### Polecenie:
Które z poniższych wierszy zawierają słowo „batsman”? Wybierz je wszystkie i przepisz w całości.

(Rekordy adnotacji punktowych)
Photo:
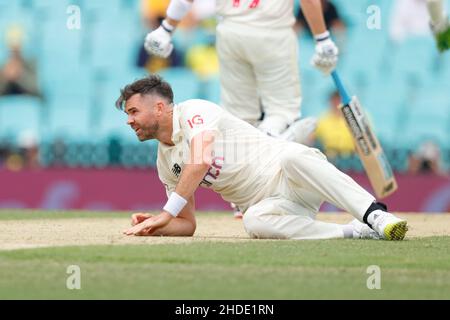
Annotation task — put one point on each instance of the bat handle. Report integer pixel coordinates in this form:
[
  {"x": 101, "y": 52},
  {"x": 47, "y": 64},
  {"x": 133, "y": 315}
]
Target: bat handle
[{"x": 342, "y": 92}]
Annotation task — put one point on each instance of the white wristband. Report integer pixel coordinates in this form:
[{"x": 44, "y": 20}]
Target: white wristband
[
  {"x": 175, "y": 204},
  {"x": 322, "y": 36},
  {"x": 177, "y": 9}
]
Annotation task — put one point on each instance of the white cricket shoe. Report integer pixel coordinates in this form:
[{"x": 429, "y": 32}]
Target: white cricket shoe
[
  {"x": 388, "y": 226},
  {"x": 300, "y": 130},
  {"x": 363, "y": 231},
  {"x": 236, "y": 211}
]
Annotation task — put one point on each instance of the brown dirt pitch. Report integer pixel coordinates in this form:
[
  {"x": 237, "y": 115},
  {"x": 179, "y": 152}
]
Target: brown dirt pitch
[{"x": 33, "y": 233}]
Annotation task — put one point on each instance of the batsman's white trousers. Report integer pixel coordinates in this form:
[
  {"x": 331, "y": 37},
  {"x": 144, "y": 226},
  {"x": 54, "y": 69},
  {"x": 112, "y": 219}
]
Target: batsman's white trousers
[
  {"x": 307, "y": 179},
  {"x": 259, "y": 66}
]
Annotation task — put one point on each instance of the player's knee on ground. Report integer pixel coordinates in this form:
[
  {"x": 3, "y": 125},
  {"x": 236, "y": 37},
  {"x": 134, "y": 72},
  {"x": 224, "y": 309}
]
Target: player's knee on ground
[{"x": 258, "y": 226}]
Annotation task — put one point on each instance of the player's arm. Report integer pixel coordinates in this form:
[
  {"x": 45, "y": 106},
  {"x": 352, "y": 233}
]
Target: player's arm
[
  {"x": 159, "y": 41},
  {"x": 177, "y": 217},
  {"x": 182, "y": 225},
  {"x": 326, "y": 55}
]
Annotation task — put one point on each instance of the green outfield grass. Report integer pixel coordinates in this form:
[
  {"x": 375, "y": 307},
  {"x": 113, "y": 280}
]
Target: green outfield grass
[{"x": 332, "y": 269}]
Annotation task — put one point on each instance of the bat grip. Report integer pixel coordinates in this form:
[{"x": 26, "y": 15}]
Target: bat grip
[{"x": 340, "y": 87}]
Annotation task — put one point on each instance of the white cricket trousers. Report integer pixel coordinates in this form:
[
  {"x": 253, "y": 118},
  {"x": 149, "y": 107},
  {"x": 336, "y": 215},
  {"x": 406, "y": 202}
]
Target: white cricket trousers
[
  {"x": 259, "y": 67},
  {"x": 307, "y": 179}
]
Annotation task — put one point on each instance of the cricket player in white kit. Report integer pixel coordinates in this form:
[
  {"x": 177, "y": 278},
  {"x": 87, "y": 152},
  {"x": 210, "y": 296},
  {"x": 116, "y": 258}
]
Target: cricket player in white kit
[
  {"x": 258, "y": 53},
  {"x": 280, "y": 185}
]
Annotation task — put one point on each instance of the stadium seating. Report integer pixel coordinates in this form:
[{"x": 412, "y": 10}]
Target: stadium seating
[{"x": 404, "y": 87}]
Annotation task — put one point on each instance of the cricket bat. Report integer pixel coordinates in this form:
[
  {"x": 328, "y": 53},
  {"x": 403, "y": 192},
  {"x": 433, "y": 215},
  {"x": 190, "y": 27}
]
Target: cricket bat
[{"x": 368, "y": 148}]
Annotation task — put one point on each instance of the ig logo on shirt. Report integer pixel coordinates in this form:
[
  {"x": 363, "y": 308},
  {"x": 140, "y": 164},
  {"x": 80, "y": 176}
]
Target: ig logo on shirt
[{"x": 196, "y": 120}]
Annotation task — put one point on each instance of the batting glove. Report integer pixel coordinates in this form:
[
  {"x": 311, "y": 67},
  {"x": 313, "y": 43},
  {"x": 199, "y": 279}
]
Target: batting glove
[
  {"x": 326, "y": 56},
  {"x": 159, "y": 41}
]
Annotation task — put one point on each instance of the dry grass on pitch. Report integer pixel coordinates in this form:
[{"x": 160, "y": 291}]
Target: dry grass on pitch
[{"x": 47, "y": 232}]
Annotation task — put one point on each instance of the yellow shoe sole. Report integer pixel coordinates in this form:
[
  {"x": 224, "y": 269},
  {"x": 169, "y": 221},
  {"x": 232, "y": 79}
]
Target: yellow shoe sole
[{"x": 396, "y": 231}]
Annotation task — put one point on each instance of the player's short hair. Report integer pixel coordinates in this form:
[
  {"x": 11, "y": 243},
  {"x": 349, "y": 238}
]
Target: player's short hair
[{"x": 152, "y": 84}]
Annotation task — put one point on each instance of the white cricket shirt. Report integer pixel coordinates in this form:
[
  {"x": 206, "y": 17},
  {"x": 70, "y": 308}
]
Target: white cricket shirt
[{"x": 245, "y": 165}]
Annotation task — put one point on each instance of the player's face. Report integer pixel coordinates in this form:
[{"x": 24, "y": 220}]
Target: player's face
[{"x": 143, "y": 117}]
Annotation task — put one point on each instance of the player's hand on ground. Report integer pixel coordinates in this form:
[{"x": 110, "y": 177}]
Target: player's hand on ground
[
  {"x": 159, "y": 42},
  {"x": 137, "y": 218},
  {"x": 326, "y": 56},
  {"x": 149, "y": 225}
]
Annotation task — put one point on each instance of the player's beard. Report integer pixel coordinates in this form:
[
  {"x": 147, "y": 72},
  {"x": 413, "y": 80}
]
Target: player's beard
[{"x": 148, "y": 132}]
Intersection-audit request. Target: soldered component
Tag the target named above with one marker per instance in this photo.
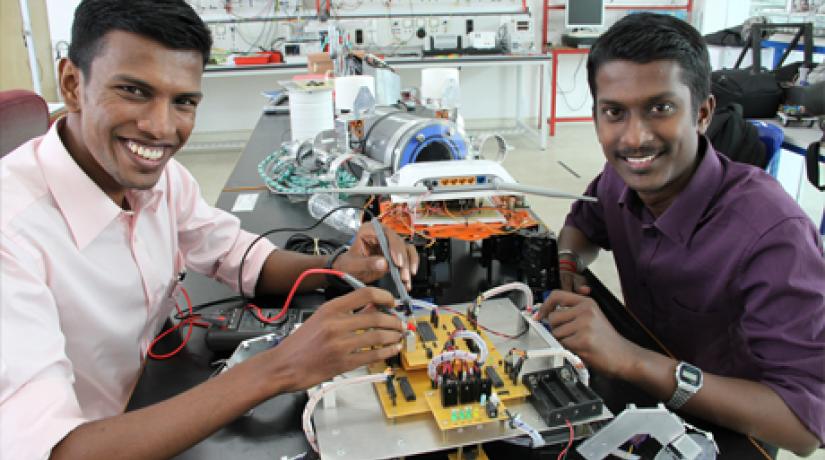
(406, 389)
(449, 393)
(492, 374)
(426, 332)
(458, 324)
(391, 389)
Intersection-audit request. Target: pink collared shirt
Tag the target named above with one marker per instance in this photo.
(85, 286)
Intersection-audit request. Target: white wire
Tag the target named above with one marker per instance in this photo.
(525, 289)
(538, 440)
(482, 345)
(424, 304)
(448, 356)
(319, 393)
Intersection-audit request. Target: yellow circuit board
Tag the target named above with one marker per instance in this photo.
(428, 399)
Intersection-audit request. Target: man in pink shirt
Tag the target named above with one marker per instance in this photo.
(98, 220)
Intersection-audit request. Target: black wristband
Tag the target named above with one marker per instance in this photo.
(333, 280)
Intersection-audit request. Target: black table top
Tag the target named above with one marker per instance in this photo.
(274, 430)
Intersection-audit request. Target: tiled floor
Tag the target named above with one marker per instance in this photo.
(571, 161)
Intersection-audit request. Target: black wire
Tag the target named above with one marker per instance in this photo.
(288, 229)
(212, 303)
(306, 244)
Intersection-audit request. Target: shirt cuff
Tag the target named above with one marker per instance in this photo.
(254, 263)
(37, 417)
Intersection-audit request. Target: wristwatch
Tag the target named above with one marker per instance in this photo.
(688, 382)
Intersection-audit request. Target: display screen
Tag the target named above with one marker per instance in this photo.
(585, 13)
(690, 375)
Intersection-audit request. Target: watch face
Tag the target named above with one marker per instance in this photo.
(690, 375)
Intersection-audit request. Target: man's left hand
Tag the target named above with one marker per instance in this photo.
(365, 261)
(579, 325)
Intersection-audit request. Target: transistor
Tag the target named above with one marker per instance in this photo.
(406, 389)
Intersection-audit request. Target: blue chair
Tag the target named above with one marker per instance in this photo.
(772, 137)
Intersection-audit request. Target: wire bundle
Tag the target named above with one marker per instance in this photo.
(281, 174)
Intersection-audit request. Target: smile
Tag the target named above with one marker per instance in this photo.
(145, 151)
(641, 163)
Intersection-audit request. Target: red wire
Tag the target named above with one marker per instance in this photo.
(256, 310)
(563, 453)
(190, 320)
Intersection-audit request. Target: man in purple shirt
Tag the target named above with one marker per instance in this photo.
(715, 259)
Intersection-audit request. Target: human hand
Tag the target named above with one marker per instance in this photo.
(335, 340)
(579, 325)
(573, 282)
(365, 261)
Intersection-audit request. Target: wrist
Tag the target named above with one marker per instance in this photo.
(334, 281)
(570, 261)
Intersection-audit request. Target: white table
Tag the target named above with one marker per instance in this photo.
(519, 62)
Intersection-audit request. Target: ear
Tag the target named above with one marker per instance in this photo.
(705, 114)
(71, 82)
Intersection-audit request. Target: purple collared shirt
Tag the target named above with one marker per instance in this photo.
(731, 277)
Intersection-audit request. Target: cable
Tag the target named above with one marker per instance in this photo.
(286, 229)
(190, 320)
(563, 453)
(256, 310)
(212, 303)
(315, 397)
(305, 244)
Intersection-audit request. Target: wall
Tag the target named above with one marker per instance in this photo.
(232, 104)
(14, 58)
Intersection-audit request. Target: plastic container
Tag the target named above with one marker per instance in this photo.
(346, 220)
(252, 59)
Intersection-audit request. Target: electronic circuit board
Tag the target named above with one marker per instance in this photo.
(413, 390)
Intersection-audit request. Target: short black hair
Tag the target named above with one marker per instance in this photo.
(646, 37)
(172, 23)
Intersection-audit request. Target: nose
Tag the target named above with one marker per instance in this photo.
(158, 120)
(637, 132)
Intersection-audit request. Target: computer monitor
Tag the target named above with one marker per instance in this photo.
(584, 13)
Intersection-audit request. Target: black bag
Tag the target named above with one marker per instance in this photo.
(732, 135)
(759, 94)
(726, 37)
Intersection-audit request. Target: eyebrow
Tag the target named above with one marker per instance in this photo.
(654, 98)
(143, 84)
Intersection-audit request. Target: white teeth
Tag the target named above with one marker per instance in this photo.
(143, 151)
(641, 160)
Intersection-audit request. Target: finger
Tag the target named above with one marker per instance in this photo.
(371, 320)
(561, 316)
(564, 330)
(565, 298)
(581, 286)
(566, 281)
(374, 338)
(357, 299)
(412, 256)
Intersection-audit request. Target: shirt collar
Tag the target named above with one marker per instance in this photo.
(87, 210)
(680, 220)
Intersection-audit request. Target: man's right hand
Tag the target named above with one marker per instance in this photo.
(574, 282)
(335, 339)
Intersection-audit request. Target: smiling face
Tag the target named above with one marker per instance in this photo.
(132, 113)
(647, 127)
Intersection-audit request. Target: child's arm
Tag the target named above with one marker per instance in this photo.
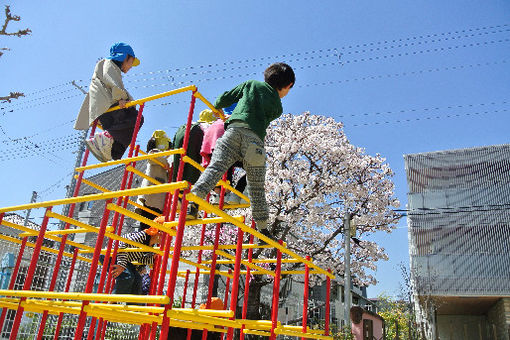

### Pełna odpowiedź:
Annotation task — put one point on each instance of the batsman's white trousers. Report integer pixel coordinates in this form:
Target: batsman's white trousers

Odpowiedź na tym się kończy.